Records for this task:
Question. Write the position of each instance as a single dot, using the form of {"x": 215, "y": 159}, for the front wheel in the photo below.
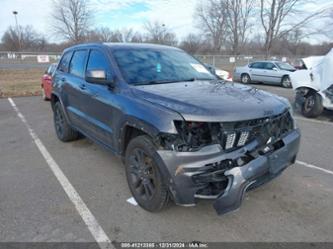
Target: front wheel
{"x": 63, "y": 130}
{"x": 144, "y": 176}
{"x": 312, "y": 106}
{"x": 245, "y": 78}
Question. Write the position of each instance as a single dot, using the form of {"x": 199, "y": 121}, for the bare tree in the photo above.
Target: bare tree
{"x": 71, "y": 19}
{"x": 159, "y": 33}
{"x": 238, "y": 14}
{"x": 279, "y": 17}
{"x": 212, "y": 21}
{"x": 25, "y": 38}
{"x": 192, "y": 43}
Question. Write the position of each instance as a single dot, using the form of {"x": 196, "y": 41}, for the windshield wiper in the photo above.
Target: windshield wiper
{"x": 154, "y": 82}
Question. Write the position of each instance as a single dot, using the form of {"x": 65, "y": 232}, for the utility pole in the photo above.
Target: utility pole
{"x": 17, "y": 29}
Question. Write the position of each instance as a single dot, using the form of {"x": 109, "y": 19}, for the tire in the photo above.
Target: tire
{"x": 312, "y": 106}
{"x": 144, "y": 177}
{"x": 245, "y": 78}
{"x": 63, "y": 130}
{"x": 285, "y": 82}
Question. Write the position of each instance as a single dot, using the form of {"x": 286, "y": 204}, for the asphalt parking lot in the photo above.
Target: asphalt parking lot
{"x": 34, "y": 206}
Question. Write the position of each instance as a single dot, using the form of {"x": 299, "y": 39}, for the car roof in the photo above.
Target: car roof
{"x": 118, "y": 45}
{"x": 271, "y": 61}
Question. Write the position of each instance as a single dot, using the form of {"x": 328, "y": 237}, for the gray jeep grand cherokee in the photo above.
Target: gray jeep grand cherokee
{"x": 182, "y": 133}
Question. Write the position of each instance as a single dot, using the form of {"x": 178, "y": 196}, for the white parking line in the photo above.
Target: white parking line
{"x": 311, "y": 166}
{"x": 314, "y": 121}
{"x": 96, "y": 230}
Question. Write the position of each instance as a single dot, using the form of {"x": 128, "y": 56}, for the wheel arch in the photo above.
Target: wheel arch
{"x": 54, "y": 99}
{"x": 132, "y": 128}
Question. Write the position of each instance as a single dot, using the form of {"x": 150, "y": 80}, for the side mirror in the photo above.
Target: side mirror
{"x": 99, "y": 76}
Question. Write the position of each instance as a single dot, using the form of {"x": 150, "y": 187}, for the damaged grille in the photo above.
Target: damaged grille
{"x": 231, "y": 135}
{"x": 266, "y": 130}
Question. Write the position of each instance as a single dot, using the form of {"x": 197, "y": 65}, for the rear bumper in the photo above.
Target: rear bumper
{"x": 191, "y": 174}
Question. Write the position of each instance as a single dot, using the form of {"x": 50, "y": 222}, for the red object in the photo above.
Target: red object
{"x": 47, "y": 82}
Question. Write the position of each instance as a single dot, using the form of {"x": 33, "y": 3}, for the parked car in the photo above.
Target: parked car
{"x": 314, "y": 85}
{"x": 310, "y": 61}
{"x": 47, "y": 82}
{"x": 222, "y": 74}
{"x": 181, "y": 133}
{"x": 272, "y": 72}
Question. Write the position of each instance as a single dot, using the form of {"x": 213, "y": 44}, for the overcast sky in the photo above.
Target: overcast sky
{"x": 178, "y": 15}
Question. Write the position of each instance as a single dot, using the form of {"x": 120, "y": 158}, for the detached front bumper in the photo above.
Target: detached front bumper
{"x": 227, "y": 176}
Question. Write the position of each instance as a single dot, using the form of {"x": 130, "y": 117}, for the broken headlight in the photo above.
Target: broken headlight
{"x": 195, "y": 135}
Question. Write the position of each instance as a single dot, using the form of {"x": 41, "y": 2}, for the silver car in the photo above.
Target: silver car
{"x": 272, "y": 72}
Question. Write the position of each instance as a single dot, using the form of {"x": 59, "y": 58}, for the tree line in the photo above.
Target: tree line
{"x": 230, "y": 27}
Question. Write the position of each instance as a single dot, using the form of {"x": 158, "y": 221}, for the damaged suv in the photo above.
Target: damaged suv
{"x": 182, "y": 133}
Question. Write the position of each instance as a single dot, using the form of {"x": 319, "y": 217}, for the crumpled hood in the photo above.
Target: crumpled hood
{"x": 213, "y": 101}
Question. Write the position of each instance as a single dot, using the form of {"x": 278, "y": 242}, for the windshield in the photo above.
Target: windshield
{"x": 146, "y": 66}
{"x": 285, "y": 66}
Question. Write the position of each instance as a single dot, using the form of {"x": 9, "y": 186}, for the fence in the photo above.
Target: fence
{"x": 23, "y": 60}
{"x": 228, "y": 62}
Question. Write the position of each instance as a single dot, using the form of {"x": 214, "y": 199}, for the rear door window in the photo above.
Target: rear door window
{"x": 269, "y": 66}
{"x": 78, "y": 62}
{"x": 64, "y": 63}
{"x": 97, "y": 61}
{"x": 257, "y": 65}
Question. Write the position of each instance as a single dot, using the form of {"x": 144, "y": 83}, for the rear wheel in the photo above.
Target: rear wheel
{"x": 312, "y": 106}
{"x": 285, "y": 82}
{"x": 144, "y": 176}
{"x": 245, "y": 78}
{"x": 63, "y": 130}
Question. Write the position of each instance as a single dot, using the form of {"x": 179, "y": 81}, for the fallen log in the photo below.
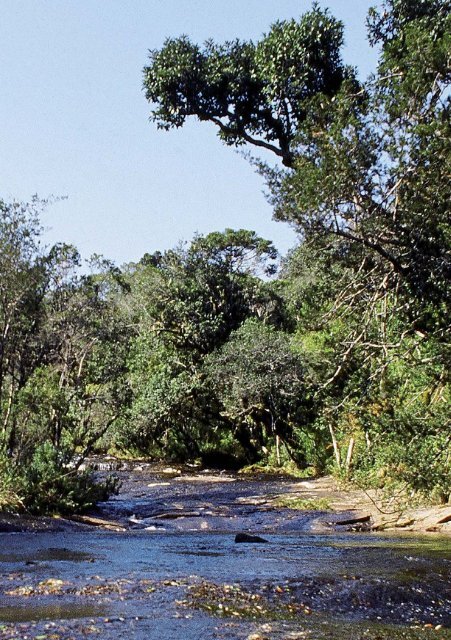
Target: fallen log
{"x": 111, "y": 525}
{"x": 358, "y": 520}
{"x": 174, "y": 515}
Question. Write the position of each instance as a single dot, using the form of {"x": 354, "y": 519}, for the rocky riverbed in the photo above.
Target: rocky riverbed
{"x": 160, "y": 560}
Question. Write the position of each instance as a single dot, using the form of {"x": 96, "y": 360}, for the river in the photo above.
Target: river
{"x": 175, "y": 571}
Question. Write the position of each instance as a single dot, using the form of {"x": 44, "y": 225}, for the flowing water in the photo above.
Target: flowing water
{"x": 176, "y": 572}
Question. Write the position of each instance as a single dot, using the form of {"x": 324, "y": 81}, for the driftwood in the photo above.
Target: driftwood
{"x": 174, "y": 515}
{"x": 245, "y": 537}
{"x": 358, "y": 520}
{"x": 97, "y": 522}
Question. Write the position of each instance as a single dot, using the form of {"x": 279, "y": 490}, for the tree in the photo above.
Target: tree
{"x": 62, "y": 365}
{"x": 261, "y": 384}
{"x": 365, "y": 182}
{"x": 256, "y": 94}
{"x": 184, "y": 304}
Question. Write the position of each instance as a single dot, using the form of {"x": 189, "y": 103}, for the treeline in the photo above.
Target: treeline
{"x": 336, "y": 359}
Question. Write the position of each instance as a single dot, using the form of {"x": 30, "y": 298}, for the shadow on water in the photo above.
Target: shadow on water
{"x": 66, "y": 611}
{"x": 356, "y": 586}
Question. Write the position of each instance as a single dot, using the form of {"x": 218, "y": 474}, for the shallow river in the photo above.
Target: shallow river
{"x": 176, "y": 572}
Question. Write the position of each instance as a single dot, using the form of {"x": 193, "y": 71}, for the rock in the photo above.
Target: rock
{"x": 245, "y": 537}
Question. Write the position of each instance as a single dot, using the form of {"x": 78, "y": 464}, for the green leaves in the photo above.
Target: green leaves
{"x": 254, "y": 94}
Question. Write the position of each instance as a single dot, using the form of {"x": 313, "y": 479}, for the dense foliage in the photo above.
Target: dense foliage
{"x": 337, "y": 359}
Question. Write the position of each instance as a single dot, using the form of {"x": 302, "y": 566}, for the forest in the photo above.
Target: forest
{"x": 332, "y": 359}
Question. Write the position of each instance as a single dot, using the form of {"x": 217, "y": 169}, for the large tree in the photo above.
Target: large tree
{"x": 256, "y": 94}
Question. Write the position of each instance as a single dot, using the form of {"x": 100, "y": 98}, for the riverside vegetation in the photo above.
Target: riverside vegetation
{"x": 335, "y": 358}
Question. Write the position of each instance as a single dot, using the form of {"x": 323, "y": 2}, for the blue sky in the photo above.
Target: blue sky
{"x": 74, "y": 121}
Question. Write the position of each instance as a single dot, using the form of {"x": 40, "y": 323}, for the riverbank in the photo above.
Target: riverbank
{"x": 324, "y": 504}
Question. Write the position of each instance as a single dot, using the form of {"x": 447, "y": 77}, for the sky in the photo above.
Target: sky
{"x": 74, "y": 121}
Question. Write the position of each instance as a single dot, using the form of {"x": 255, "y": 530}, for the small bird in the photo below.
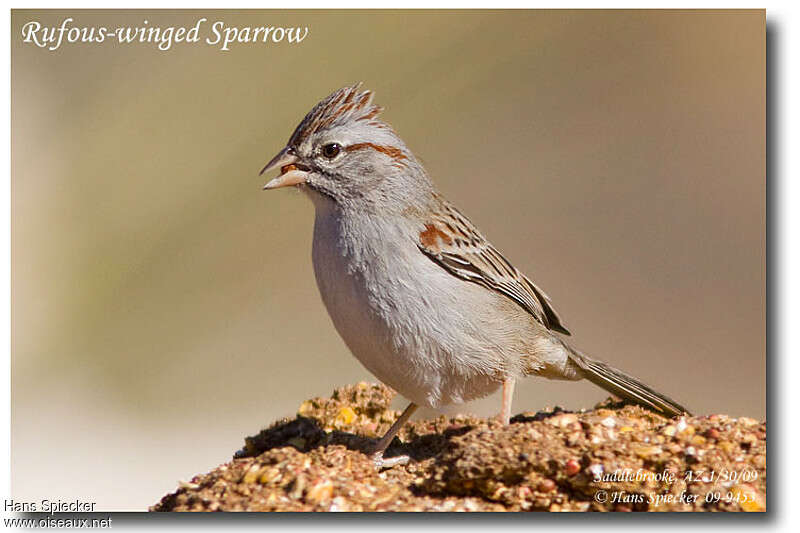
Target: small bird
{"x": 418, "y": 294}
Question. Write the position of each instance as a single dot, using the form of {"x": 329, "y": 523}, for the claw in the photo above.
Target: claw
{"x": 381, "y": 462}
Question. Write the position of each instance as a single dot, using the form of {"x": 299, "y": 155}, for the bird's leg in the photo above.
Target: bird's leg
{"x": 508, "y": 395}
{"x": 377, "y": 452}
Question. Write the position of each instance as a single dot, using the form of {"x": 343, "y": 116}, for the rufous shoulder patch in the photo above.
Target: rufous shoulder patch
{"x": 433, "y": 238}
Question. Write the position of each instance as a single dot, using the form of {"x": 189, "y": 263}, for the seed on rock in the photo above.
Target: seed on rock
{"x": 320, "y": 492}
{"x": 547, "y": 485}
{"x": 344, "y": 417}
{"x": 647, "y": 451}
{"x": 609, "y": 422}
{"x": 298, "y": 442}
{"x": 572, "y": 467}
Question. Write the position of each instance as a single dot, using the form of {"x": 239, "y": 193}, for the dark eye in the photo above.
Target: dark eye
{"x": 331, "y": 150}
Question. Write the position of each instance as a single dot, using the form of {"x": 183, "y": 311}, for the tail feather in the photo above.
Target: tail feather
{"x": 626, "y": 386}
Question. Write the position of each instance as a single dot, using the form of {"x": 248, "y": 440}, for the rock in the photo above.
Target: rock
{"x": 316, "y": 462}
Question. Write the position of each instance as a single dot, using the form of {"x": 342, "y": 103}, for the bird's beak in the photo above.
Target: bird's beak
{"x": 292, "y": 172}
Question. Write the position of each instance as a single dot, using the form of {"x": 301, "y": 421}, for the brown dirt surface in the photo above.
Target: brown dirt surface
{"x": 614, "y": 457}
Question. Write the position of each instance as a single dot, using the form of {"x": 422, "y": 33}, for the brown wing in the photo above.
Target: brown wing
{"x": 451, "y": 240}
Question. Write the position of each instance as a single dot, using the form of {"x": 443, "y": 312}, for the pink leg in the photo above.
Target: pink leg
{"x": 508, "y": 395}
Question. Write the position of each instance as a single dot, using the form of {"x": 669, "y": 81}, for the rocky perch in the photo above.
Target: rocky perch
{"x": 613, "y": 458}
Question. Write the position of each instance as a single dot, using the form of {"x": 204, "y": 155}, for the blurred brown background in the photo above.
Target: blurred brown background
{"x": 163, "y": 307}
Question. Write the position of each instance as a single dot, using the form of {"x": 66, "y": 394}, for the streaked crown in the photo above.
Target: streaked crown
{"x": 343, "y": 106}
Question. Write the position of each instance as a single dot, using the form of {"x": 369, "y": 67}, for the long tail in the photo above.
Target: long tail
{"x": 626, "y": 386}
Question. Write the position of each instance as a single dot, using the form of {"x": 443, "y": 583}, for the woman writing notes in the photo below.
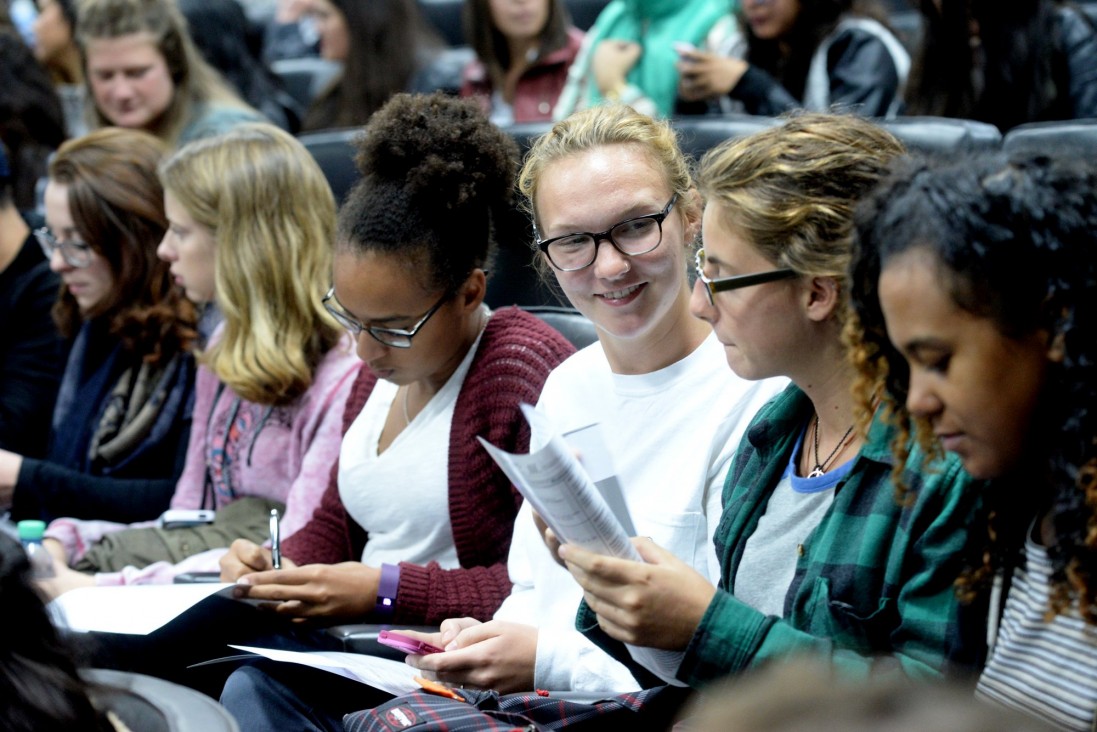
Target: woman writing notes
{"x": 617, "y": 215}
{"x": 122, "y": 418}
{"x": 414, "y": 243}
{"x": 272, "y": 381}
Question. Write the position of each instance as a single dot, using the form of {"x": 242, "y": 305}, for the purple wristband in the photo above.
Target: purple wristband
{"x": 386, "y": 590}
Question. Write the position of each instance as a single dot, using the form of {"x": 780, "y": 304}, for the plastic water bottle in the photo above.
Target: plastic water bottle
{"x": 31, "y": 533}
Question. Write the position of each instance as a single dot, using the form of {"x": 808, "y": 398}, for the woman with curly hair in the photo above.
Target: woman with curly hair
{"x": 801, "y": 54}
{"x": 414, "y": 244}
{"x": 32, "y": 120}
{"x": 272, "y": 381}
{"x": 981, "y": 276}
{"x": 523, "y": 51}
{"x": 122, "y": 416}
{"x": 1007, "y": 64}
{"x": 818, "y": 553}
{"x": 383, "y": 46}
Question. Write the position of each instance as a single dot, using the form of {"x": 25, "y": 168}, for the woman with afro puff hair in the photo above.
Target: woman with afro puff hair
{"x": 974, "y": 285}
{"x": 413, "y": 248}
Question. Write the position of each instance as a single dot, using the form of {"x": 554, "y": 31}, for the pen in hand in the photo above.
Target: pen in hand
{"x": 275, "y": 540}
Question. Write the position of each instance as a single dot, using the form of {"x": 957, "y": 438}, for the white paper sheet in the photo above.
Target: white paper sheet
{"x": 562, "y": 492}
{"x": 132, "y": 609}
{"x": 385, "y": 674}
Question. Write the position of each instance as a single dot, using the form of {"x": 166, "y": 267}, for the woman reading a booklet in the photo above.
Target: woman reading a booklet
{"x": 615, "y": 215}
{"x": 820, "y": 552}
{"x": 655, "y": 382}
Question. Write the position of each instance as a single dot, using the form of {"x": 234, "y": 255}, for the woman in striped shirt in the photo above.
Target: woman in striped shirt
{"x": 981, "y": 274}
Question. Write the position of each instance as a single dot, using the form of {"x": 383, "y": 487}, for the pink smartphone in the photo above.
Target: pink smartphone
{"x": 406, "y": 643}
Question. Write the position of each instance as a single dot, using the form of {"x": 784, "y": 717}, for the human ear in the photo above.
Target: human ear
{"x": 691, "y": 214}
{"x": 473, "y": 291}
{"x": 1056, "y": 348}
{"x": 824, "y": 296}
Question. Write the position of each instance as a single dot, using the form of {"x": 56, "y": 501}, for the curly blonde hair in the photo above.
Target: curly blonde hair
{"x": 272, "y": 216}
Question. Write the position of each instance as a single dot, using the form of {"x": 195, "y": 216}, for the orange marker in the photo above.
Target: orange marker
{"x": 438, "y": 687}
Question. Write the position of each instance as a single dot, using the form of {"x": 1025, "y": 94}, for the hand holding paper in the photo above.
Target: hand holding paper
{"x": 563, "y": 494}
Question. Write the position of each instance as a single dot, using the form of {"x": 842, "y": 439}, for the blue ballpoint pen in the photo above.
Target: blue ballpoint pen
{"x": 275, "y": 540}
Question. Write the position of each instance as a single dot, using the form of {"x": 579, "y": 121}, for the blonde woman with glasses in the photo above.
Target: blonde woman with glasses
{"x": 271, "y": 383}
{"x": 615, "y": 216}
{"x": 417, "y": 519}
{"x": 818, "y": 552}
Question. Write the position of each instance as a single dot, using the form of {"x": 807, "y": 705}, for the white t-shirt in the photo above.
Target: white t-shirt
{"x": 671, "y": 435}
{"x": 416, "y": 528}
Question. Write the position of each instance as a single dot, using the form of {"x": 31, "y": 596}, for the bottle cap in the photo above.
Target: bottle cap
{"x": 31, "y": 530}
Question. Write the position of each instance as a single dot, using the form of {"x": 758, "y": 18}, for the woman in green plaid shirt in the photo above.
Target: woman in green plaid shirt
{"x": 820, "y": 552}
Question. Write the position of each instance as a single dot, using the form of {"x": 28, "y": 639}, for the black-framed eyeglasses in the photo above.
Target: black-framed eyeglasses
{"x": 725, "y": 283}
{"x": 391, "y": 337}
{"x": 631, "y": 237}
{"x": 74, "y": 251}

Written request: All lines from the one containing "smartphone in the photo above." through the final line of the listing above are to be reproduced exactly; include both and add nothing.

Solution for this exercise:
Question. Write the position of each instance as a single dot, using the form of {"x": 383, "y": 487}, for the pink smartphone in the photo above.
Target: pink smartphone
{"x": 406, "y": 643}
Question. Write the position of each instance as a single dot, using the form of {"x": 784, "y": 717}, for the human ear in the photo above.
Target: human ear
{"x": 691, "y": 214}
{"x": 473, "y": 291}
{"x": 1056, "y": 348}
{"x": 824, "y": 296}
Question. Write the position of each instance as a single dot, using the form of {"x": 56, "y": 501}, for the curly blonde hair in the photo above.
Target: curly blonde hair
{"x": 272, "y": 216}
Question. Write the position of each instance as a single dot, using the form of {"x": 195, "y": 216}, for the orange marker in the photo above.
Target: orange marker
{"x": 438, "y": 687}
Question. Write the position of each instance as a single dot, using the form of {"x": 1025, "y": 94}, for the hand holding paper in the photo above.
Target: hand holding paper
{"x": 563, "y": 494}
Question. Write the position of each instance as a single dot, using the form of {"x": 842, "y": 439}, for the blue ballpoint pen in the photo above.
Target: blue ballpoint pen
{"x": 275, "y": 540}
Question. Write the position of each instance as a single dot, using the form of {"x": 579, "y": 121}, for the blonde woman with glasses in the photo above.
Target: blonde woman with glasses
{"x": 271, "y": 383}
{"x": 615, "y": 216}
{"x": 417, "y": 519}
{"x": 818, "y": 552}
Question. Write the position of each instance as a single dot, using the form of {"x": 807, "y": 705}, for the white t-shirt in the photo above.
Target: white t-shirt
{"x": 671, "y": 435}
{"x": 416, "y": 528}
Question. Write the position of each instance as a single dot, using the form of {"x": 31, "y": 596}, for the bottle cap in the photo above.
Target: bottle cap
{"x": 31, "y": 530}
Question. Write the position of each instance as a single dot, using the form of {"x": 758, "y": 18}, for the woman in green plaid shirt in the photo above.
Target: woman in green plaid shirt
{"x": 820, "y": 552}
Question. Write the position of each instance as a single dot, using the form of {"x": 28, "y": 639}, for the black-framed eyeglasses in the photo above.
Target: black-framed eyeglasses
{"x": 725, "y": 283}
{"x": 391, "y": 337}
{"x": 631, "y": 237}
{"x": 74, "y": 251}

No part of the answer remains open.